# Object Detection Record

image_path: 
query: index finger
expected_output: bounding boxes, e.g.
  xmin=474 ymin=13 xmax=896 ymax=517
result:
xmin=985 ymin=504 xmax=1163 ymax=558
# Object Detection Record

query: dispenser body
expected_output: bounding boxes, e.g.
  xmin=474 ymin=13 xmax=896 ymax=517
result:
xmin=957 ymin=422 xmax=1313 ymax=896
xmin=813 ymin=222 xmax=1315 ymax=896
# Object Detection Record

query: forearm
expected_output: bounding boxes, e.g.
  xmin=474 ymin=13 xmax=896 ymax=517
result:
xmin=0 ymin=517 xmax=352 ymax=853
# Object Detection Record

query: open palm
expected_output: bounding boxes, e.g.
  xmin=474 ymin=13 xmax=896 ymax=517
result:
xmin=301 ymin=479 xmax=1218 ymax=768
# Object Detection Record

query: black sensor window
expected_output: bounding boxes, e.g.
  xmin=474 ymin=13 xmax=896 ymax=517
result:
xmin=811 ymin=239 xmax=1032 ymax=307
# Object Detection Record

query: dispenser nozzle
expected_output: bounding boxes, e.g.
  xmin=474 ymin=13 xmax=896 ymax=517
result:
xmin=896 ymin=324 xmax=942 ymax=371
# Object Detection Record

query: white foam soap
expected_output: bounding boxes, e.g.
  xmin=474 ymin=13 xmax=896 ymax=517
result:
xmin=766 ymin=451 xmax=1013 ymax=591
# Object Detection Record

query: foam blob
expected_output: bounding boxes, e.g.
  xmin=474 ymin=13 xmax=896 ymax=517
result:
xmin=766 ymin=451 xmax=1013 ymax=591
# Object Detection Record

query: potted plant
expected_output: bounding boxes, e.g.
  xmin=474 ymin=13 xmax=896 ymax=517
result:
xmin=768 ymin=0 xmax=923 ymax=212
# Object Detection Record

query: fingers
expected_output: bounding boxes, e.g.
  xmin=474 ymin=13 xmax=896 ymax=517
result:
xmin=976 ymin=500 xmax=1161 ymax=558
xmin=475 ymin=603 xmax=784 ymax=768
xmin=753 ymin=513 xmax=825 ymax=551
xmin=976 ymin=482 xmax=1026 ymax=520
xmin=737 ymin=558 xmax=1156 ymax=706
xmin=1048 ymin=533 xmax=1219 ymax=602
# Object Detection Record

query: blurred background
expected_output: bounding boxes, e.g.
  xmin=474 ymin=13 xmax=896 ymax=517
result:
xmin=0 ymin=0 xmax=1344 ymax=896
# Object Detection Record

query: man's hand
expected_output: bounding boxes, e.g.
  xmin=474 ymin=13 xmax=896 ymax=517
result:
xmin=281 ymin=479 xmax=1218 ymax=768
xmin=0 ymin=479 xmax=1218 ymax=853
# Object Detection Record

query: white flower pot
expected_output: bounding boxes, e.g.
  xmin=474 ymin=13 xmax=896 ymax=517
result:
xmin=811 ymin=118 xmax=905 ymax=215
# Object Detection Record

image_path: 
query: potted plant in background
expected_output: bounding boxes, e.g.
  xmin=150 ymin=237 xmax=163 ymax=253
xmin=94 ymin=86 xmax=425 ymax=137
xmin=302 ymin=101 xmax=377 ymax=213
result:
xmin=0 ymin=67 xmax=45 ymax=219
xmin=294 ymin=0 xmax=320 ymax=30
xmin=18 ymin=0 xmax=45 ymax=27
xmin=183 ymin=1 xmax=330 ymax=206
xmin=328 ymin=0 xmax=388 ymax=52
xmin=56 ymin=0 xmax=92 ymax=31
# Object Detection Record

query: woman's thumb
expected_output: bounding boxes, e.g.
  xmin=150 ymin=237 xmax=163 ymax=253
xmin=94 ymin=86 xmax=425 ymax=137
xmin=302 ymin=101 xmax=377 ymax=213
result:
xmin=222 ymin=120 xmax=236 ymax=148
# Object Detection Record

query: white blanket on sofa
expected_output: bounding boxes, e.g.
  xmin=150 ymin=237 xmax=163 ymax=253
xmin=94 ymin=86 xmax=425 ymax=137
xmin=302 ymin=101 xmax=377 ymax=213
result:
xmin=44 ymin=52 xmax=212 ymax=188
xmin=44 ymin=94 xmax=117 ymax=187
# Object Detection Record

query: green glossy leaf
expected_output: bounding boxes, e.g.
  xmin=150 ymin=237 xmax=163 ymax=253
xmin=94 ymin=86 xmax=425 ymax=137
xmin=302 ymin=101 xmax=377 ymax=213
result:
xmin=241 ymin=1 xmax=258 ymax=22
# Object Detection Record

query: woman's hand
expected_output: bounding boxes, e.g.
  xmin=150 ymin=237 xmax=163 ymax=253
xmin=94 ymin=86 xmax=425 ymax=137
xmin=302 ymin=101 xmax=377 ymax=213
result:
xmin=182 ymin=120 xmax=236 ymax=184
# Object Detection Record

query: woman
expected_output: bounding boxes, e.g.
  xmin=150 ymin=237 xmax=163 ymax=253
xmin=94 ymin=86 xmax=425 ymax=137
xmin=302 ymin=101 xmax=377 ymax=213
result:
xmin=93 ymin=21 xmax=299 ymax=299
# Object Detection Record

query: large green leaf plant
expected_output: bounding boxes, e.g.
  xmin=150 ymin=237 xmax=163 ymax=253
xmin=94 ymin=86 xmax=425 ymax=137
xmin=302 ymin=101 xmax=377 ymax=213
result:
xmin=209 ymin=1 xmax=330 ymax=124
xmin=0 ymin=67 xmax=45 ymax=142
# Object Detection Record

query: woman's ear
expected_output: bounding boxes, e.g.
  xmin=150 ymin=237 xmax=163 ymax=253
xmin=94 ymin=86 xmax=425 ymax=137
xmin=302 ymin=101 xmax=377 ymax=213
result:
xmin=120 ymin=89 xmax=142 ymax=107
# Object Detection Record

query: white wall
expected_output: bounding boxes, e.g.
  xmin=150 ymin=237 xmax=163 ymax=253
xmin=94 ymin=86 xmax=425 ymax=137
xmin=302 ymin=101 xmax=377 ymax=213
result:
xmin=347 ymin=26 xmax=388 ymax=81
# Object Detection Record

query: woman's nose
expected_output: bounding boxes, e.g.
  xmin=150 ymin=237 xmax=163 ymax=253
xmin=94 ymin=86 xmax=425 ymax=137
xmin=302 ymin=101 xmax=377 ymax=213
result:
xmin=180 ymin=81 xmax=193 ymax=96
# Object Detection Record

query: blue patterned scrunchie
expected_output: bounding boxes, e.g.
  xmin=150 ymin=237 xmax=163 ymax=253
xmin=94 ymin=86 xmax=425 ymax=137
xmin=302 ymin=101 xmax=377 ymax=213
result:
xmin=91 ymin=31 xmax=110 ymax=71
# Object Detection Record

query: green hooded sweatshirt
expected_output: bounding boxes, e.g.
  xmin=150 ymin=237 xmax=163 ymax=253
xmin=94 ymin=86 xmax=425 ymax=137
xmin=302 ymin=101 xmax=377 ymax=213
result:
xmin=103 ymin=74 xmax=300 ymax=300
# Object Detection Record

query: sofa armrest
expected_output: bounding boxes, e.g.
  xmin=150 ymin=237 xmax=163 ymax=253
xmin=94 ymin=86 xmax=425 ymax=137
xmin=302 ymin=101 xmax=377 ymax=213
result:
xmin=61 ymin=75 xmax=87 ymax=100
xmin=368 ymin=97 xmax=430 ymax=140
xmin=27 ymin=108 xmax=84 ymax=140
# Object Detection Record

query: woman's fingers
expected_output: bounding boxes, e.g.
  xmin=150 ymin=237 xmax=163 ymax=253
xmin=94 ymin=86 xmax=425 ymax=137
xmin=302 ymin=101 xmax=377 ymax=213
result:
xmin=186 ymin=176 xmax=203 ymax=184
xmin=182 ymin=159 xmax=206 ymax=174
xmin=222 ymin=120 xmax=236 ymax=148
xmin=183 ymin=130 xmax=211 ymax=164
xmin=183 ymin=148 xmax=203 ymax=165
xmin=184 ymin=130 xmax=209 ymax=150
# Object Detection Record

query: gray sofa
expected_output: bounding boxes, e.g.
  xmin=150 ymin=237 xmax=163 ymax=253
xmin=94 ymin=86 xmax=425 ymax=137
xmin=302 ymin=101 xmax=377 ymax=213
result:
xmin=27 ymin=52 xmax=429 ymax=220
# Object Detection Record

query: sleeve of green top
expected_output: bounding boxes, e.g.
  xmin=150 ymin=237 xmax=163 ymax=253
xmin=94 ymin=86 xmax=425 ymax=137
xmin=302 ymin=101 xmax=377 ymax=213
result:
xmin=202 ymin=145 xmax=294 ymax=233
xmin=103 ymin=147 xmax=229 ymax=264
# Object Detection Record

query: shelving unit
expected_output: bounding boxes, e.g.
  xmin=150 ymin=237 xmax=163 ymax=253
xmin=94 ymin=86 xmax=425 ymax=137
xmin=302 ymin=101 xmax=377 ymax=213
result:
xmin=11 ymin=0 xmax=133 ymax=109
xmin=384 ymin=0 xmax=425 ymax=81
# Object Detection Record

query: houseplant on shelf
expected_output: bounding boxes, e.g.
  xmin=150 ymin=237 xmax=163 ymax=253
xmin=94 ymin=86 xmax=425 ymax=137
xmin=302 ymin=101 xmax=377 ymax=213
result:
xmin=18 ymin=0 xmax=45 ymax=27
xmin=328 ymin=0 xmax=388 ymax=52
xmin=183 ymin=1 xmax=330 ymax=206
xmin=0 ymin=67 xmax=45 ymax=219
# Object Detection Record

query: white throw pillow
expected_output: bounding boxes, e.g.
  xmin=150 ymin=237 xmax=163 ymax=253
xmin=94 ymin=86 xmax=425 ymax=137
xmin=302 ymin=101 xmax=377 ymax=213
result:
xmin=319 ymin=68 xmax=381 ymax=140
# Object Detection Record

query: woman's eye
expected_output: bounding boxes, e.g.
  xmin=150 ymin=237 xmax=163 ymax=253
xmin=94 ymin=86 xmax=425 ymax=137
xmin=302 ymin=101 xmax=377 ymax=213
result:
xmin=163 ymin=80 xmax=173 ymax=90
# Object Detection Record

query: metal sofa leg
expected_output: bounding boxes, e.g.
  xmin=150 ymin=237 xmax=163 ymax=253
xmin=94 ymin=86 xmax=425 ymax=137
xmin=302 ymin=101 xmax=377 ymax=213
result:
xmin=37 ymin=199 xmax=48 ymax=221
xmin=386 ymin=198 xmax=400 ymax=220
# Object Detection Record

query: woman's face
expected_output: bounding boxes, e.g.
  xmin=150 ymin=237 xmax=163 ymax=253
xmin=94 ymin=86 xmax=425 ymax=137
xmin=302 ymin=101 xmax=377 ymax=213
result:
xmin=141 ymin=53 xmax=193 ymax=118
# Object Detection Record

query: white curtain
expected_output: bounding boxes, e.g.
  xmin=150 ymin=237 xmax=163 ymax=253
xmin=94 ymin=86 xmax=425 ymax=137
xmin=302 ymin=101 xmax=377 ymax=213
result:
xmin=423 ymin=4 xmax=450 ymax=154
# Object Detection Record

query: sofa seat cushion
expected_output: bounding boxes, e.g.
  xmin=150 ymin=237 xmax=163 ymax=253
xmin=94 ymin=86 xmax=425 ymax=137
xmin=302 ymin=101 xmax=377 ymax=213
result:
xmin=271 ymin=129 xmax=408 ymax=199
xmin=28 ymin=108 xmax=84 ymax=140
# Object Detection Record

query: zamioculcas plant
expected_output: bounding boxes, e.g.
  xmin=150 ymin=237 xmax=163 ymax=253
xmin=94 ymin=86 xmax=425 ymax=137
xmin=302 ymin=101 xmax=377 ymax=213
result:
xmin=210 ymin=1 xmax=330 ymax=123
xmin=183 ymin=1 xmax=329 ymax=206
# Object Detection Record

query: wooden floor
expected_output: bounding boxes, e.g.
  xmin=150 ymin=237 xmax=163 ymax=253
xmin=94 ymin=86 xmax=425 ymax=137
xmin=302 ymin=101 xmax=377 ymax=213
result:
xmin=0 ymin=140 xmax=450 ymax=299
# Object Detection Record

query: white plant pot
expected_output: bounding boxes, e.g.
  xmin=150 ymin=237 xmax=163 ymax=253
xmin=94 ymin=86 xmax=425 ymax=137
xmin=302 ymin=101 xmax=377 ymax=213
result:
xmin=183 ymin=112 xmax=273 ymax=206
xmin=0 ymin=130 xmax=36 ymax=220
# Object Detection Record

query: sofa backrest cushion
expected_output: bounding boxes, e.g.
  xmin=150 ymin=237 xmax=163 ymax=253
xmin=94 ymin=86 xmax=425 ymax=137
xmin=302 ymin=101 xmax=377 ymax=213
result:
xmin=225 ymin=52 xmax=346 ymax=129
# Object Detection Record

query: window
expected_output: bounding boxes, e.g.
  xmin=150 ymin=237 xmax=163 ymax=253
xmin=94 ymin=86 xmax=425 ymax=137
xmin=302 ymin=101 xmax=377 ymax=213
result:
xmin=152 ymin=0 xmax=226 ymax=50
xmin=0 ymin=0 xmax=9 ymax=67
###
## WORK REQUIRED
Which lines in the rows above contain the word "dispenser"? Copy each of them out in full.

## EXERCISE ANSWER
query: dispenser body
query: dispenser nozzle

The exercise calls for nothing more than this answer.